● TEXTO DO DOCUMENTO
Fechamentos são parte de uma ofensiva contra grupos considerados hostis pelo presidente Daniel OrtegaAFP

O governo da Nicarágua anunciou nesta segunda-feira (19) o fechamento de 1.500 ONGs, a maioria delas religiosa, como parte, segundo opositores, de uma ofensiva contra grupos da sociedade civil considerados hostis pelo presidente Daniel Ortega.

Esta medida, sem precedentes na Nicarágua, eleva para mais de 5.100 o número de organizações fechadas pelo governo desde os protestos de 2018 e ocorre três dias após o anúncio de novas normas que obrigam as ONGs a trabalhar em aliança com o Estado.

De acordo com uma decisão do Ministério do Interior publicada no diário oficial, as 1.500 organizações sem fins lucrativos não cumpriram suas obrigações, pois "não relataram por períodos que variam de 1 a 35 anos seus estados financeiros".

● DADOS PARA ANÁLISE

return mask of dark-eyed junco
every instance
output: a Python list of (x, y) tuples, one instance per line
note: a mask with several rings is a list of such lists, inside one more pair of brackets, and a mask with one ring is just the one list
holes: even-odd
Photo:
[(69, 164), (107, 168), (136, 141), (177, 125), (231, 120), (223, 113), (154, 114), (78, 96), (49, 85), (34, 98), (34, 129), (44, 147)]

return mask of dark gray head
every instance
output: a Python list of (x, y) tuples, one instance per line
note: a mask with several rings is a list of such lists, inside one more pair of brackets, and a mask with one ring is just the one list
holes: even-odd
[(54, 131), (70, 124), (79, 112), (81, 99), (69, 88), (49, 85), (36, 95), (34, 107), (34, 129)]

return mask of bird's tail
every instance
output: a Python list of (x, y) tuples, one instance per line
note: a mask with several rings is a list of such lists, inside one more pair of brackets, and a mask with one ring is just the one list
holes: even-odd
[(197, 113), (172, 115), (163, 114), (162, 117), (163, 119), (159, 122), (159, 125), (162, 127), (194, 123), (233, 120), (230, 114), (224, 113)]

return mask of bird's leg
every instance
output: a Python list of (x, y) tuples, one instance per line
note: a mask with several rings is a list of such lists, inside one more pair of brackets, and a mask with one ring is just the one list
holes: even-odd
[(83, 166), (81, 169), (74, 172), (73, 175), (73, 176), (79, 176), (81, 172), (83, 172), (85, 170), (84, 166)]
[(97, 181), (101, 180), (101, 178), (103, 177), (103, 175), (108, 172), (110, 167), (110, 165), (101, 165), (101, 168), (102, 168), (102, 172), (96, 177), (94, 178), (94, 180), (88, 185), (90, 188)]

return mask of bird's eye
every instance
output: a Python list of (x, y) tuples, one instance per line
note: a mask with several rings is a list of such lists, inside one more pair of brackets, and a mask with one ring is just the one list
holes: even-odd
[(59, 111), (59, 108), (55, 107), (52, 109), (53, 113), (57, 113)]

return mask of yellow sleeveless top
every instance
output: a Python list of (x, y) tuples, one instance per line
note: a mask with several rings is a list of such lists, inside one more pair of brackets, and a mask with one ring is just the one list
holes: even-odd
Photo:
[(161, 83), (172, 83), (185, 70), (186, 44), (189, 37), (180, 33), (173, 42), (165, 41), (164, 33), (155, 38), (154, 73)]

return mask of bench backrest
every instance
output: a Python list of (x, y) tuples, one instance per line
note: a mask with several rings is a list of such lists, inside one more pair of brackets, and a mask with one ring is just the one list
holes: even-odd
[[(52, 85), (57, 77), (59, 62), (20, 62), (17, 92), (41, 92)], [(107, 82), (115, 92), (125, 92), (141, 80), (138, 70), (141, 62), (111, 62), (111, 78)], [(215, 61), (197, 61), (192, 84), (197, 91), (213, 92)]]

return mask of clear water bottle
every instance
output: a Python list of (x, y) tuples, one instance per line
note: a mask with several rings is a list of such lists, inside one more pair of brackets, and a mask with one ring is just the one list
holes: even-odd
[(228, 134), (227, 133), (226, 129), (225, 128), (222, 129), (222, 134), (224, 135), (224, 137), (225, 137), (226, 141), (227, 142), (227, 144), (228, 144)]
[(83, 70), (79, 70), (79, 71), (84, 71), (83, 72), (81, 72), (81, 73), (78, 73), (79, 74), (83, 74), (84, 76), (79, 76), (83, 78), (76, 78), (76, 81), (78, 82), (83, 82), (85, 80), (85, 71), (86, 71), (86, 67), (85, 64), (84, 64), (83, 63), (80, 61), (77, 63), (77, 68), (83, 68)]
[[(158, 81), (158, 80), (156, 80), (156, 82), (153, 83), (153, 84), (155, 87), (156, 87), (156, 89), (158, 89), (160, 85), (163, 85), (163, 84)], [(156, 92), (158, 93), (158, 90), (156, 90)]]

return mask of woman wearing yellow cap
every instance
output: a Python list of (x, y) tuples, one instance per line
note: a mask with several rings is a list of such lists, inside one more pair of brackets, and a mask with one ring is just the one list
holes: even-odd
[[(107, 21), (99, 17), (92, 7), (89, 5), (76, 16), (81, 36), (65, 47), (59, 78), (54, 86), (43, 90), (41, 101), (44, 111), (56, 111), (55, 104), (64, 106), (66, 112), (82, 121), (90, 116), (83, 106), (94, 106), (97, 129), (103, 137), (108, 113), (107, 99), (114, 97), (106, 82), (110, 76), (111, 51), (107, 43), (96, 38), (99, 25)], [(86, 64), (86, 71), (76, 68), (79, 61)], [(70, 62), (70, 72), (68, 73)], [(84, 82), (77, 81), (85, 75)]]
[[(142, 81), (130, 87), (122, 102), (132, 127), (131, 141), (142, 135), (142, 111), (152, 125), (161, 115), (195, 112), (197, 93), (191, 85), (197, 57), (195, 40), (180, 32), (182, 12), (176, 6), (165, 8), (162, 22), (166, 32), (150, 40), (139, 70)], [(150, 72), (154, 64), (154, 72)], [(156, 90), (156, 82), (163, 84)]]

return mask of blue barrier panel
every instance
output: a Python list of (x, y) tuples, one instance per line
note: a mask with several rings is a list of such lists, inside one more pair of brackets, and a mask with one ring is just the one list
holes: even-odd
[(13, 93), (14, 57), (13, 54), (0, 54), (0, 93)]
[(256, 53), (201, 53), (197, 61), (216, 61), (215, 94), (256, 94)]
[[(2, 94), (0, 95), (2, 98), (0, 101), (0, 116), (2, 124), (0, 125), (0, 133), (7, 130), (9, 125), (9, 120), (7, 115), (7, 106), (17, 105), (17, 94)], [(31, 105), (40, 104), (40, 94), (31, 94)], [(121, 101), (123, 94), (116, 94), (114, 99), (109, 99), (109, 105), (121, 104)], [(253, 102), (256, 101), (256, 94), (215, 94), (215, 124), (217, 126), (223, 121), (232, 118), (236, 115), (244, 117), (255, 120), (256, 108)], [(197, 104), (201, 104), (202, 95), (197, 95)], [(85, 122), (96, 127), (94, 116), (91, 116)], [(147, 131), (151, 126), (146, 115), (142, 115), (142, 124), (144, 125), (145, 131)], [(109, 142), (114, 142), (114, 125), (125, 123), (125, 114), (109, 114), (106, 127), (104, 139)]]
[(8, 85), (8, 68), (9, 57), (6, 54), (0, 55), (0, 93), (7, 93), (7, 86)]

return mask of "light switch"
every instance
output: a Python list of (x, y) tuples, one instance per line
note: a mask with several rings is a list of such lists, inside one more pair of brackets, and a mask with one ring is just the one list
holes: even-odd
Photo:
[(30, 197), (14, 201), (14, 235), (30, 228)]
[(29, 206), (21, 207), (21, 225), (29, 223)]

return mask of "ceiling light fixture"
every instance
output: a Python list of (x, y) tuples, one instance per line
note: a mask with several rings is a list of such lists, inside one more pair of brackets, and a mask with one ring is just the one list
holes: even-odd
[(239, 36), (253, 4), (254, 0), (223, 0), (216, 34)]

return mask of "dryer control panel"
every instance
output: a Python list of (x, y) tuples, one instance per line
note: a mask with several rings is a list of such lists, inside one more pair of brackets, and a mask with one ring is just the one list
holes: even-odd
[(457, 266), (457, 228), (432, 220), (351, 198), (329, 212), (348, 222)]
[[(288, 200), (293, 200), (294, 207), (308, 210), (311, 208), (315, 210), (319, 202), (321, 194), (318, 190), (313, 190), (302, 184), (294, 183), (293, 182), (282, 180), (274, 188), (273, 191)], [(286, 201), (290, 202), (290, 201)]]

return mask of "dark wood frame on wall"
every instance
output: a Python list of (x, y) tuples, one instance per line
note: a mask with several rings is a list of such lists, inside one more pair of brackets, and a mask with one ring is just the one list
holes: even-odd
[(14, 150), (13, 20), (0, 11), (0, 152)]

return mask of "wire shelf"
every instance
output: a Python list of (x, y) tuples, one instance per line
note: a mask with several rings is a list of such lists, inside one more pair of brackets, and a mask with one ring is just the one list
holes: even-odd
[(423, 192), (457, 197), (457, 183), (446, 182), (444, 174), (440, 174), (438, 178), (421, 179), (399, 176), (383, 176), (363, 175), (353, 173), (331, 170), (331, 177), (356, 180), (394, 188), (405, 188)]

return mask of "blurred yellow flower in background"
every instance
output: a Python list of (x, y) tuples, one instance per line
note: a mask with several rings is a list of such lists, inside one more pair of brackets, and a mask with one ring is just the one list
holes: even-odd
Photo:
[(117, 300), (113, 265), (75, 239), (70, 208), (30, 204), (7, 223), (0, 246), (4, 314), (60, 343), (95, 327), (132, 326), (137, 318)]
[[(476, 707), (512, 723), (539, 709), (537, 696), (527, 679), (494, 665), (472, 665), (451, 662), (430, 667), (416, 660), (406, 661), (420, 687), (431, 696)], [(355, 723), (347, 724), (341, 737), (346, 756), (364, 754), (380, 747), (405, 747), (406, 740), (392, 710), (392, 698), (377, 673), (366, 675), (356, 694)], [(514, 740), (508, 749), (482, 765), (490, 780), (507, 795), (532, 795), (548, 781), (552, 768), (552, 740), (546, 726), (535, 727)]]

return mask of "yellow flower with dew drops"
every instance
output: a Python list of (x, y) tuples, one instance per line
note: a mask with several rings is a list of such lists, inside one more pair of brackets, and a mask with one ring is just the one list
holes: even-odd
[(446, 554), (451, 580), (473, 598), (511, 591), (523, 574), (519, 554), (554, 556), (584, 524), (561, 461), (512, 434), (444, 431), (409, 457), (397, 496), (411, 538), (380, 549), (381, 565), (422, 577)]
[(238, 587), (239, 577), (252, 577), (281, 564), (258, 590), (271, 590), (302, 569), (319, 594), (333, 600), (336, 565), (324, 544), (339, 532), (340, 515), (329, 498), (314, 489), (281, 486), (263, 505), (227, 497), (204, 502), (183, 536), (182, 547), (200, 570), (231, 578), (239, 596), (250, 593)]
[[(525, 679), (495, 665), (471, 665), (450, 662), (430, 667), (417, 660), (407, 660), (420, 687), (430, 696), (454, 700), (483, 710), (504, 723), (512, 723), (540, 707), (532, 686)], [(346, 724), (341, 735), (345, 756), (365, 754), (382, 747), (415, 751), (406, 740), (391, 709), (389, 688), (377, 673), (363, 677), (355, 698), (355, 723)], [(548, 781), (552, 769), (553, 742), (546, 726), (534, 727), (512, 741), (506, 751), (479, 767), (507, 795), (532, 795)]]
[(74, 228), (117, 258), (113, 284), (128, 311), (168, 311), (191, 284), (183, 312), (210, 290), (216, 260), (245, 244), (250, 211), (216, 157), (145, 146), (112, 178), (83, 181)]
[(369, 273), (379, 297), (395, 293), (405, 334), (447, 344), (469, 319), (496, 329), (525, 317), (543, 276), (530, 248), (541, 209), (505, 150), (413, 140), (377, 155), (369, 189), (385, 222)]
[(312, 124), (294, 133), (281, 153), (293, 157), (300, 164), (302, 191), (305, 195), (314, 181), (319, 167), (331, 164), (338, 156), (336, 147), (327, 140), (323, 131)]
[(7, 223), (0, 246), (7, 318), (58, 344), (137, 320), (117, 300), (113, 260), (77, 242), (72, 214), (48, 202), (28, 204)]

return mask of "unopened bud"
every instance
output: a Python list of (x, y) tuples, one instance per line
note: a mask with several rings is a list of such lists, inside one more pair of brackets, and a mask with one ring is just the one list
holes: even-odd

● TAREFA 1
Resuma em menos palavras o parágrafo da notícia sobre o fechamento de ONGs na Nicarágua que começa com "Esta medida, sem precedentes", mantendo seus fatos principais.
● TAREFA 2
Reescreva o trecho da notícia sobre o fechamento de ONGs na Nicarágua que vai de "O governo da" até "com o Estado.", substituindo "ONGs" por "entidades".
● TAREFA 3
Dê continuidade à notícia sobre o fechamento de ONGs na Nicarágua a partir da última frase apresentada.

● RESULTADO 1
Inédita na Nicarágua, a medida eleva a mais de 5.100 as organizações fechadas pelo governo desde os protestos de 2018. Ela chega três dias após novas normas que obrigam as ONGs a atuar em aliança com o Estado.

● RESULTADO 2
O governo da Nicarágua anunciou nesta segunda-feira (19) o fechamento de 1.500 entidades, a maioria delas religiosa, como parte, segundo opositores, de uma ofensiva contra grupos da sociedade civil considerados hostis pelo presidente Daniel Ortega.

Esta medida, sem precedentes na Nicarágua, eleva para mais de 5.100 o número de organizações fechadas pelo governo desde os protestos de 2018 e ocorre três dias após o anúncio de novas normas que obrigam as entidades a trabalhar em aliança com o Estado.

● RESULTADO 3
Na lista de entidades cuja "personalidade jurídica e registro" foram cancelados, e cujos bens serão confiscados, estão centenas de associações católicas e evangélicas, além de sociedades ou fundações beneficentes, esportivas, de pequenos comerciantes, rurais e de aposentados; também clubes rotários e de xadrez.

Também foram fechadas organizações indígenas e de ex-combatentes da luta entre o governo sandinista e os rebeldes nos anos 80.

O governo de Ortega e de sua poderosa esposa, a vice-presidente Rosario Murillo, endureceu as leis contra ONGs após os protestos de 2018, que deixaram mais de 300 mortos em apenas três meses, segundo relatórios das Nações Unidas.

Ortega, um ex-guerrilheiro de 78 anos que governou a Nicarágua na década de 1980 e está no poder desde 2007, afirma que as ONGs e especialmente a Igreja Católica apoiaram esses protestos, consideradas por ele uma tentativa de golpe de Estado patrocinada por Washington.
'Deixa a mesa limpa'
Na última sexta-feira, o governo emitiu um regulamento controverso que obriga as ONGs a trabalhar apenas em "alianças de associação" com entidades estatais.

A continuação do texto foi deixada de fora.